■ **DIRECTIONS**: Word for word, restate the lines of the data from the first through the one containing "Camera-trap review: tag the kitchen shelf", and nothing else.

= = =

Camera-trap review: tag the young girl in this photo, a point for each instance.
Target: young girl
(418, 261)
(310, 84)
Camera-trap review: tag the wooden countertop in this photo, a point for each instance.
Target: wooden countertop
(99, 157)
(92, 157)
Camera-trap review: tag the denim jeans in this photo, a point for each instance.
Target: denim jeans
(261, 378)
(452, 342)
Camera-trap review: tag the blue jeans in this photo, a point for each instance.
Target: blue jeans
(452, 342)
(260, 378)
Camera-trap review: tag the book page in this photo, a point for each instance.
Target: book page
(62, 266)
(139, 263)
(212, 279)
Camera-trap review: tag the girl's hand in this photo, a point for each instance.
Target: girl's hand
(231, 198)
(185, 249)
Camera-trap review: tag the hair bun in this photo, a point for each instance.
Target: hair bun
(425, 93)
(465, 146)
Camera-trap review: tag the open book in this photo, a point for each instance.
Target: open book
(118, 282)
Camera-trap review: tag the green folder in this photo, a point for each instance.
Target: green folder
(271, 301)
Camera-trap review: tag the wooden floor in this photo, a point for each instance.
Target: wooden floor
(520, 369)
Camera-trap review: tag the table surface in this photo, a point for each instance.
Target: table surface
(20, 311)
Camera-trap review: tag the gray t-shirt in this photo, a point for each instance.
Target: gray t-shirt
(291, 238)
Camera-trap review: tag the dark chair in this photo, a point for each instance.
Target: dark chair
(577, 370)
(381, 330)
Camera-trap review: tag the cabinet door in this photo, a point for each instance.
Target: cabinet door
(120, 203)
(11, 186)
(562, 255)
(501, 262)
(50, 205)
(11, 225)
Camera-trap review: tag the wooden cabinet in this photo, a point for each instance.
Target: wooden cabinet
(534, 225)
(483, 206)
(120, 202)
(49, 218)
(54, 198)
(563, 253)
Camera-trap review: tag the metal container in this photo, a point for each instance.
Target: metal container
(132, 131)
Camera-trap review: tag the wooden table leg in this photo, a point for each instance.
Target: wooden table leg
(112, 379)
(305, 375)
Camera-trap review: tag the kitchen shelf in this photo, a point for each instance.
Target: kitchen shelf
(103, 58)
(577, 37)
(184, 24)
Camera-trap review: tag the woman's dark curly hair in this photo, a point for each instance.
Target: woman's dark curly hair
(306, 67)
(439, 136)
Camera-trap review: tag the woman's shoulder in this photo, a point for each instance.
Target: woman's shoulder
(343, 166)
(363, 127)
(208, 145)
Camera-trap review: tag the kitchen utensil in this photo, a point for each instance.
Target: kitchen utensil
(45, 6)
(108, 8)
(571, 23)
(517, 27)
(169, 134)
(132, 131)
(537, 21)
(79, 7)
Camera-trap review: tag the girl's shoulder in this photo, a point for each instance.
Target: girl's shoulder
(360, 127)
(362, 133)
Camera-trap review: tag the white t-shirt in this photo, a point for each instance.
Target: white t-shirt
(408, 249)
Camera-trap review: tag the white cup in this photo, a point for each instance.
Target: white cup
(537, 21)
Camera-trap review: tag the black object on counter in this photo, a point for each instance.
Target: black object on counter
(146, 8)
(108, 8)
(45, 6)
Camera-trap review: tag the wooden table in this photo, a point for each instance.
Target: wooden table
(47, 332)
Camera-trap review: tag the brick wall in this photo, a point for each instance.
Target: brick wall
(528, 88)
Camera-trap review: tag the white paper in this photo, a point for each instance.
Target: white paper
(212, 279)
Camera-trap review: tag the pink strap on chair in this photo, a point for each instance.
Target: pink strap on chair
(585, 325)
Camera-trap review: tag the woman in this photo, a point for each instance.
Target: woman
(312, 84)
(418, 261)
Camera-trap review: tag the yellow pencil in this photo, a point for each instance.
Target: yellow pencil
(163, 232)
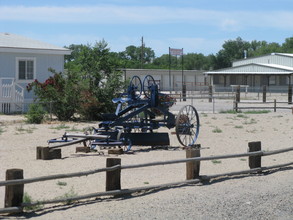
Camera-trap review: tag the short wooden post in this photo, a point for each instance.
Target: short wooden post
(236, 106)
(184, 92)
(14, 193)
(113, 178)
(264, 93)
(193, 167)
(210, 93)
(82, 149)
(290, 94)
(45, 153)
(238, 94)
(254, 161)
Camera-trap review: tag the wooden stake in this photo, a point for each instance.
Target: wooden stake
(193, 167)
(254, 161)
(14, 193)
(45, 153)
(113, 178)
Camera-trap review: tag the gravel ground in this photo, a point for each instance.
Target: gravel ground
(258, 196)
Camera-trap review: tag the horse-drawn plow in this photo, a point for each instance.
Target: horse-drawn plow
(140, 112)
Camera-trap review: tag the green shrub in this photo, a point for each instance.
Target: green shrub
(36, 114)
(28, 199)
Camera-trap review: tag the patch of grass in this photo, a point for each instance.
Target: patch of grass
(257, 112)
(217, 130)
(73, 128)
(251, 131)
(229, 112)
(22, 130)
(251, 121)
(60, 183)
(60, 127)
(28, 199)
(68, 195)
(216, 161)
(242, 116)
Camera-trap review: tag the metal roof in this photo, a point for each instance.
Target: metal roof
(255, 69)
(19, 44)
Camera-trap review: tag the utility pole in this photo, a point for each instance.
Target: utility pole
(142, 53)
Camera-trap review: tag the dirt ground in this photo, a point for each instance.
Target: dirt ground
(258, 196)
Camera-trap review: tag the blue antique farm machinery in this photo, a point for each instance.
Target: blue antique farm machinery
(140, 111)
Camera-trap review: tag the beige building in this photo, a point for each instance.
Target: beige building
(194, 79)
(273, 70)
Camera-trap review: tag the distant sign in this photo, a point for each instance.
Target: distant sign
(176, 52)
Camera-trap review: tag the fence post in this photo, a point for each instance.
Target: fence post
(290, 94)
(113, 178)
(238, 94)
(210, 93)
(193, 167)
(254, 161)
(184, 92)
(14, 193)
(264, 93)
(45, 153)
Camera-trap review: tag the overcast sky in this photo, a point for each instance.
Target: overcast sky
(197, 26)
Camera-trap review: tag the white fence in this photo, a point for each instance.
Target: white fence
(11, 96)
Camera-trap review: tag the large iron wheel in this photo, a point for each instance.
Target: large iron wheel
(187, 126)
(148, 81)
(136, 86)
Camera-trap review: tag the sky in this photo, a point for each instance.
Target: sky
(197, 26)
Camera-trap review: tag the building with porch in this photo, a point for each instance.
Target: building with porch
(22, 60)
(273, 70)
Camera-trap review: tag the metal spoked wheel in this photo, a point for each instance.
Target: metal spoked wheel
(148, 81)
(187, 126)
(136, 85)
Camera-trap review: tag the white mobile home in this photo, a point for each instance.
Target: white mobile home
(273, 70)
(22, 60)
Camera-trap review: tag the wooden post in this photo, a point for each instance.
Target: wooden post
(290, 94)
(113, 178)
(184, 92)
(254, 161)
(210, 93)
(193, 167)
(264, 93)
(14, 193)
(238, 94)
(236, 106)
(45, 153)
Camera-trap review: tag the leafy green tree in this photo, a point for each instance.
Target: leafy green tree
(62, 91)
(287, 46)
(100, 69)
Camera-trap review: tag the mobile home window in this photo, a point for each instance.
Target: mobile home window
(26, 68)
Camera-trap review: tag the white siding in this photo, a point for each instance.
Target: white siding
(269, 59)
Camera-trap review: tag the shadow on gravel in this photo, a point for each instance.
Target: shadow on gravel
(62, 207)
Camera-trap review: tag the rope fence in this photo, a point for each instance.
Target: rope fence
(14, 183)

= = =

■ **ANSWER BOX**:
Camera-trap review: tag the young girl in this photo, a point for each instance.
Target: young girl
(418, 261)
(310, 84)
Camera-trap review: tag the wooden countertop in this photo, a point for each instance.
Target: wooden countertop
(99, 157)
(92, 157)
Camera-trap review: tag the denim jeans in this photo, a point for each instance.
Target: denim jeans
(261, 378)
(452, 342)
Camera-trap review: tag the blue jeans in this photo, a point for each instance.
Target: blue jeans
(452, 342)
(260, 378)
Camera-trap review: tag the book page in this photo, a point for each instance.
Target: book page
(62, 266)
(139, 263)
(212, 279)
Camera-trap review: tag the girl's hand in this photo, a point for each instance.
Target: girl's hand
(231, 198)
(185, 249)
Camera-trap review: tag the hair bun in this photo, a point for each instance.
Target: hair bun
(425, 93)
(465, 146)
Camera-trap review: tag the open book in this photo, a point for each instance.
Target: open book
(118, 282)
Camera-trap review: tag the green folder in this photo, a point for each instance.
Target: green folder
(271, 301)
Camera-trap review: tag the wooden floor in this photo, a point for each instance.
Target: wooden floor
(520, 369)
Camera-trap review: tag the table surface in this photo, a point for each instance.
Target: table surface
(20, 311)
Camera-trap review: tag the gray t-shirt in this photo, a point for each instance.
Target: gray t-shirt
(291, 238)
Camera-trap review: tag the dark chair in this photo, a point for each instance.
Target: dark chair
(577, 370)
(381, 330)
Camera-trap review: tag the cabinet door in this photo, a point for each instance.
Target: cabinet door
(120, 203)
(11, 186)
(562, 255)
(501, 262)
(50, 205)
(11, 225)
Camera-trap review: tag the wooden cabinet in this photo, a point for each instance.
Target: wooden cabinet
(534, 225)
(483, 206)
(120, 202)
(49, 218)
(54, 198)
(563, 253)
Camera-trap review: tag the metal container in this photo, a point for each instance.
Target: metal container
(132, 131)
Camera-trap review: tag the wooden table leg in this photo, a point for each instance.
Target: wooden table leg
(112, 379)
(305, 375)
Camera-trap review: tag the kitchen shelf in this photo, a point for each instance.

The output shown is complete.